• [Work to complete]: The lines to be set down run from the line containing "the green flower" through the final line of the data below; print them exactly and print nothing else.

(Object point labels)
◆ ◆ ◆

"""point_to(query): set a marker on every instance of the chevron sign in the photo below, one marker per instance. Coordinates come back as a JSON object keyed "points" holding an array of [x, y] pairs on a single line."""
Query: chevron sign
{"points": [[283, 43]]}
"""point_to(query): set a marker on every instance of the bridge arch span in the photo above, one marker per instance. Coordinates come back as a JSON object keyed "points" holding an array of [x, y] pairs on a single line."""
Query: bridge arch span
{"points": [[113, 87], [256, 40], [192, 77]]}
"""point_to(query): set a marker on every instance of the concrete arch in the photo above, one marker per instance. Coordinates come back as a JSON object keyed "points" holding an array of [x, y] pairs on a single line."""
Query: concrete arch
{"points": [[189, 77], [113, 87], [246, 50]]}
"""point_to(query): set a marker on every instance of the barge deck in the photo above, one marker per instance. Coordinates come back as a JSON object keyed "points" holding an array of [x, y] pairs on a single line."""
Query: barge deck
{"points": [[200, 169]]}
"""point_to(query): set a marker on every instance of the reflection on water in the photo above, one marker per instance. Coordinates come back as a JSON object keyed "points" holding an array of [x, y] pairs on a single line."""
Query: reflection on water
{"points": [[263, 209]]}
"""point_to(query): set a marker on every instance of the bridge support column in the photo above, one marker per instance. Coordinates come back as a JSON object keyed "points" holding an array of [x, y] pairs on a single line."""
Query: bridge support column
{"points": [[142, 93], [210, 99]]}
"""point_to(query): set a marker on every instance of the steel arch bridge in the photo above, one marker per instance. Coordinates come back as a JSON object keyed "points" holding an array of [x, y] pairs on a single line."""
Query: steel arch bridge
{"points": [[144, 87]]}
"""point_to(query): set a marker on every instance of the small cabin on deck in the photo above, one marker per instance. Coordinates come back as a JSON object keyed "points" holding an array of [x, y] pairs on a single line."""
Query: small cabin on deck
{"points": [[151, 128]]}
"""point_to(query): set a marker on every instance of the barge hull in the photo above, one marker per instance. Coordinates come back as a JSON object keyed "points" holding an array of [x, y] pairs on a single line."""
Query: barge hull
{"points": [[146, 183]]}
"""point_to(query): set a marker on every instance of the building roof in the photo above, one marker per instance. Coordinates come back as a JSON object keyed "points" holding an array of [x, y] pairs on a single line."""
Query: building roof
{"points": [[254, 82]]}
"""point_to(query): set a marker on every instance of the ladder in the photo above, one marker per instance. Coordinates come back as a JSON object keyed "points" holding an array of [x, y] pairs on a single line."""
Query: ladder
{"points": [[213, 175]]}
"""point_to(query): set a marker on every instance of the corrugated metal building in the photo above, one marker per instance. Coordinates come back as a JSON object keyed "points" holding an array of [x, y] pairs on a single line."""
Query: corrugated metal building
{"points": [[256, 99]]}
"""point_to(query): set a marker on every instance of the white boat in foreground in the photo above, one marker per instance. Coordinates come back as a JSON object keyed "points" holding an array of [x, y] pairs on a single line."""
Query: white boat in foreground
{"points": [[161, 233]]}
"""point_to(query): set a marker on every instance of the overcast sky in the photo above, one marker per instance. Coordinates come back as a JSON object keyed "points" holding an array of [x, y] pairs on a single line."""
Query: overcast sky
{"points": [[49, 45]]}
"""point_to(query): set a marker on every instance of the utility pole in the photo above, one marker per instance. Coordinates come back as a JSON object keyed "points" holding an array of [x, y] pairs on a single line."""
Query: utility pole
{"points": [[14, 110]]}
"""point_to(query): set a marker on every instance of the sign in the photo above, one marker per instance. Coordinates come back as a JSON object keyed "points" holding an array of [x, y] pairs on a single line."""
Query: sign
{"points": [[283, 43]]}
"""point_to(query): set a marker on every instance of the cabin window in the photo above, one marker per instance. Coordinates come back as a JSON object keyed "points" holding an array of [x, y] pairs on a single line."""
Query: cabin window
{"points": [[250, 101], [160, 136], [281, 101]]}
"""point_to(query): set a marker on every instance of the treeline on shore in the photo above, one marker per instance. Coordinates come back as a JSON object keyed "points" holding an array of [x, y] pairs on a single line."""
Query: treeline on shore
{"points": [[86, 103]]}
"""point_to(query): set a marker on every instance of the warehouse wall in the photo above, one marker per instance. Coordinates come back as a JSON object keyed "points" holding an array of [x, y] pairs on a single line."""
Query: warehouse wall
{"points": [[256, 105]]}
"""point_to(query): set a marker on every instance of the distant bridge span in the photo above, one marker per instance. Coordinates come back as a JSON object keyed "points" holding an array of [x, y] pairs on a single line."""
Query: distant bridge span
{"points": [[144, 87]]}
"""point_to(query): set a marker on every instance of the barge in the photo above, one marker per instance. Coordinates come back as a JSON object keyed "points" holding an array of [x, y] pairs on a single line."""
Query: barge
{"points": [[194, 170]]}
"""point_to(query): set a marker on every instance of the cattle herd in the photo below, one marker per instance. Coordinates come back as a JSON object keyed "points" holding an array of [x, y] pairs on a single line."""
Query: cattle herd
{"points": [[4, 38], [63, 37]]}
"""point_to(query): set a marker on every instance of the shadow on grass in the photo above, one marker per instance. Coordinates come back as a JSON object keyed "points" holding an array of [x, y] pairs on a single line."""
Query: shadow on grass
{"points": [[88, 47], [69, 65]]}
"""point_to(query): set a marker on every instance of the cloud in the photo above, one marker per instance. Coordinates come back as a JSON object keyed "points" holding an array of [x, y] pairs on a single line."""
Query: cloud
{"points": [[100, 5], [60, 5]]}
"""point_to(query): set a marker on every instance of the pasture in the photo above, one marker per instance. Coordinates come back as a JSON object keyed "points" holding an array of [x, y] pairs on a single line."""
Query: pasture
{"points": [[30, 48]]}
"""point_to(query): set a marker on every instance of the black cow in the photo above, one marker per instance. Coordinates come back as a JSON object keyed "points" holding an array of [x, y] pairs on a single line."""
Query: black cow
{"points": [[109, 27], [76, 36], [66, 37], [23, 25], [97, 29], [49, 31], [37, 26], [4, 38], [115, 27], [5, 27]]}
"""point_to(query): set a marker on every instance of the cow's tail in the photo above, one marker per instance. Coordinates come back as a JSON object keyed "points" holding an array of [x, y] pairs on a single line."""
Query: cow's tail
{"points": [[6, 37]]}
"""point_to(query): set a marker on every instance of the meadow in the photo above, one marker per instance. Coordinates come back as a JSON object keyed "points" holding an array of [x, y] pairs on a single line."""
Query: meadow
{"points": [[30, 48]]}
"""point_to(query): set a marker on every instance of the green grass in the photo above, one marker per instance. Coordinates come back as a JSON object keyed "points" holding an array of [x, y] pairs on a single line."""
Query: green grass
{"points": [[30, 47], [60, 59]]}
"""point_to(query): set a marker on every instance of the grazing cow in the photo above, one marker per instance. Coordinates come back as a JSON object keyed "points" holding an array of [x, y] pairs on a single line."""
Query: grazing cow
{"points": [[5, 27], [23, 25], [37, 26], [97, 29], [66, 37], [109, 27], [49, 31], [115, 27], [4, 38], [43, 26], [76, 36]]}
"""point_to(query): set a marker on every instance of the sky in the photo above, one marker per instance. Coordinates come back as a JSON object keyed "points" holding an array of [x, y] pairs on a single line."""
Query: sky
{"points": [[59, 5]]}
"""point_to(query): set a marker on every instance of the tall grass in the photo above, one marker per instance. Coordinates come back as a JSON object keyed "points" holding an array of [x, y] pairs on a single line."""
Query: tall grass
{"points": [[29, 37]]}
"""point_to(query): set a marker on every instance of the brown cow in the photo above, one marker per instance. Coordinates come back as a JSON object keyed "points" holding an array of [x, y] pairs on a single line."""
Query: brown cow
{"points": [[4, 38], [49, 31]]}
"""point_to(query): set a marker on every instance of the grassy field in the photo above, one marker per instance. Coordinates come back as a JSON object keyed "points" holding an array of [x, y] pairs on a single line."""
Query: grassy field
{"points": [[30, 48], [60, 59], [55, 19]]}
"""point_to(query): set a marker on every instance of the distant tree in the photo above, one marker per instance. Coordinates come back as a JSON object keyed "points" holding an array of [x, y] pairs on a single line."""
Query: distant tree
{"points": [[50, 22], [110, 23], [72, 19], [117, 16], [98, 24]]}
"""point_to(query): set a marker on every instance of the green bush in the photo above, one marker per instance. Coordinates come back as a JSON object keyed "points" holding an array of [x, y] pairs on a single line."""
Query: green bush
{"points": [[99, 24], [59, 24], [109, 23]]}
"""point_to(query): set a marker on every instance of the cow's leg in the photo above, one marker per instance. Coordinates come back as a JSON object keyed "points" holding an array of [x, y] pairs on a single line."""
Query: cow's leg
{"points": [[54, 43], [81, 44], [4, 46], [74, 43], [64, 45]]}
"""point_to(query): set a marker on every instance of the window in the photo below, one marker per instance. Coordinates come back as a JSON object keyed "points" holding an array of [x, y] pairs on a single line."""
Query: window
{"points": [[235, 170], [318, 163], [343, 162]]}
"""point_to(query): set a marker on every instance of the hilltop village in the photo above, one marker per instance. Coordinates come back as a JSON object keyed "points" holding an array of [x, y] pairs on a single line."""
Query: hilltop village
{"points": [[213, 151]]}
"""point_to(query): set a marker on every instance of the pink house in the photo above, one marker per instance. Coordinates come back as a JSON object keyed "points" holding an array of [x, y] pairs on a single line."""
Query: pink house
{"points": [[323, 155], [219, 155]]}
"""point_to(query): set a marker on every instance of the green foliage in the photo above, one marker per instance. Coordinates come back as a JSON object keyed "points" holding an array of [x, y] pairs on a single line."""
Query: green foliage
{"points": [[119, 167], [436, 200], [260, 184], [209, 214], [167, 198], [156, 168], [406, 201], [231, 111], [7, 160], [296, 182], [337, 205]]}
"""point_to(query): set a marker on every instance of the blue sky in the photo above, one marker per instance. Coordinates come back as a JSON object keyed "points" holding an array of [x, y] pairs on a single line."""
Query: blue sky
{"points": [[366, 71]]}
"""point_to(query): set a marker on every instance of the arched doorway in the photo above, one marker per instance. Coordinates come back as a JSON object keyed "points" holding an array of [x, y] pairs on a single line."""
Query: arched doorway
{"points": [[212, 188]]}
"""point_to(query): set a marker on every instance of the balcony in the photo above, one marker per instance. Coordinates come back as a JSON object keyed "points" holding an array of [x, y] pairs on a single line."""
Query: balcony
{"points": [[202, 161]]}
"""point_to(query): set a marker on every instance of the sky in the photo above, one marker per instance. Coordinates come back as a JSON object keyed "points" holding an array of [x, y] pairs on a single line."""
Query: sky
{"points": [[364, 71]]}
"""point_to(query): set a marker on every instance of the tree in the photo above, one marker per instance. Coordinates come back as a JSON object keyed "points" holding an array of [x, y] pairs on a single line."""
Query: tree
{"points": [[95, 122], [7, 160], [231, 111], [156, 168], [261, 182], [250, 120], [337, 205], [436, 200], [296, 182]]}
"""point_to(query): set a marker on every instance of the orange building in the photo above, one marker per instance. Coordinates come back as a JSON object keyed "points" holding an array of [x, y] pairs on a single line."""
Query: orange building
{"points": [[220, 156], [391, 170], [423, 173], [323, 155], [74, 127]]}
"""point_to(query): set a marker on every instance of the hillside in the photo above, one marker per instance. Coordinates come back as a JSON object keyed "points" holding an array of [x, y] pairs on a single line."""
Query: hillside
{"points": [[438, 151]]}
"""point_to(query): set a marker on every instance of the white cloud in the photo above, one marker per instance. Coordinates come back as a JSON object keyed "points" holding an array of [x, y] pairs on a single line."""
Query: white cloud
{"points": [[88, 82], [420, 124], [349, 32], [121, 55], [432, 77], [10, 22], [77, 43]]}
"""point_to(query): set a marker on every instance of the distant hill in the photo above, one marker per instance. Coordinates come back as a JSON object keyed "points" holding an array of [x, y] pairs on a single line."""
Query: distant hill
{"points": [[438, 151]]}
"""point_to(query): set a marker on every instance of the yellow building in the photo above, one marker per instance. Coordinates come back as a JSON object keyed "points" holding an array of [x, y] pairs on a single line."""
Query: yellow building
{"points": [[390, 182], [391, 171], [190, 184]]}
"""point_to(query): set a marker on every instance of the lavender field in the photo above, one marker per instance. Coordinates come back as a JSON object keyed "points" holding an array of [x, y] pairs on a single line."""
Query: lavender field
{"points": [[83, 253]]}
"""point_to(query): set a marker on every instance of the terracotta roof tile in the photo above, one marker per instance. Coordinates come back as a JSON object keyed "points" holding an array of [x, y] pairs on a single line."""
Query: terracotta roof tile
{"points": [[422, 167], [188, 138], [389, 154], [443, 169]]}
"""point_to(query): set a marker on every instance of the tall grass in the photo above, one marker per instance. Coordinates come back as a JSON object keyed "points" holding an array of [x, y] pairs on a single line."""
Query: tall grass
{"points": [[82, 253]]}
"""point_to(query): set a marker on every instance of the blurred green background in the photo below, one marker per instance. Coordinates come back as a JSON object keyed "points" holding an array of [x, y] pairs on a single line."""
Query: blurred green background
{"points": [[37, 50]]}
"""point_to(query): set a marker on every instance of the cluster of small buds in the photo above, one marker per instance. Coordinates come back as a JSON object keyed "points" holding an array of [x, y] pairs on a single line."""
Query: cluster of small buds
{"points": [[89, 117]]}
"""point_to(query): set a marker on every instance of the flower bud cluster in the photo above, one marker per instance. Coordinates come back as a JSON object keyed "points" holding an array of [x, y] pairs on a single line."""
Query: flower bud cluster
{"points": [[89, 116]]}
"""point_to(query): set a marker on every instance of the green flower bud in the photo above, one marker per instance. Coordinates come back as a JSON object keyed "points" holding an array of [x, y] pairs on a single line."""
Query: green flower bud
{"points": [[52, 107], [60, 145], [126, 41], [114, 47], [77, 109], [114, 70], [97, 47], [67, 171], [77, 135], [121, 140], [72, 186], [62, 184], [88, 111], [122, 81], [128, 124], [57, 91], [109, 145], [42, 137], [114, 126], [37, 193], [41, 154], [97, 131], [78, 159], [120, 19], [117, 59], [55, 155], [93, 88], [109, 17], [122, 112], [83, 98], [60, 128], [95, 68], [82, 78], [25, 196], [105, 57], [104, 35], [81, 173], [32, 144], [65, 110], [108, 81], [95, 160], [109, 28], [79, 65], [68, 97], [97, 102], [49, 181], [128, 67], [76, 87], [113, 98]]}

◆ ◆ ◆

• [Task response]:
"""point_to(query): set a marker on every instance of the green flower bud in the photo above, one marker per instance. Coordinates come back as a JSON object keyed "points" holding an array of [x, y] pairs on a single line."""
Query: green flower bud
{"points": [[52, 107], [60, 145], [126, 41], [114, 47], [77, 109], [114, 70], [97, 47], [67, 171], [77, 135], [121, 140], [72, 186], [62, 184], [88, 111], [122, 81], [128, 124], [57, 91], [109, 145], [42, 137], [114, 126], [37, 193], [41, 154], [97, 131], [78, 159], [120, 19], [117, 59], [55, 155], [93, 88], [109, 17], [122, 112], [83, 98], [60, 128], [95, 68], [82, 78], [25, 196], [105, 57], [104, 35], [81, 173], [32, 144], [65, 110], [108, 81], [95, 160], [109, 28], [79, 65], [68, 97], [97, 102], [49, 181], [128, 67], [76, 87], [113, 98]]}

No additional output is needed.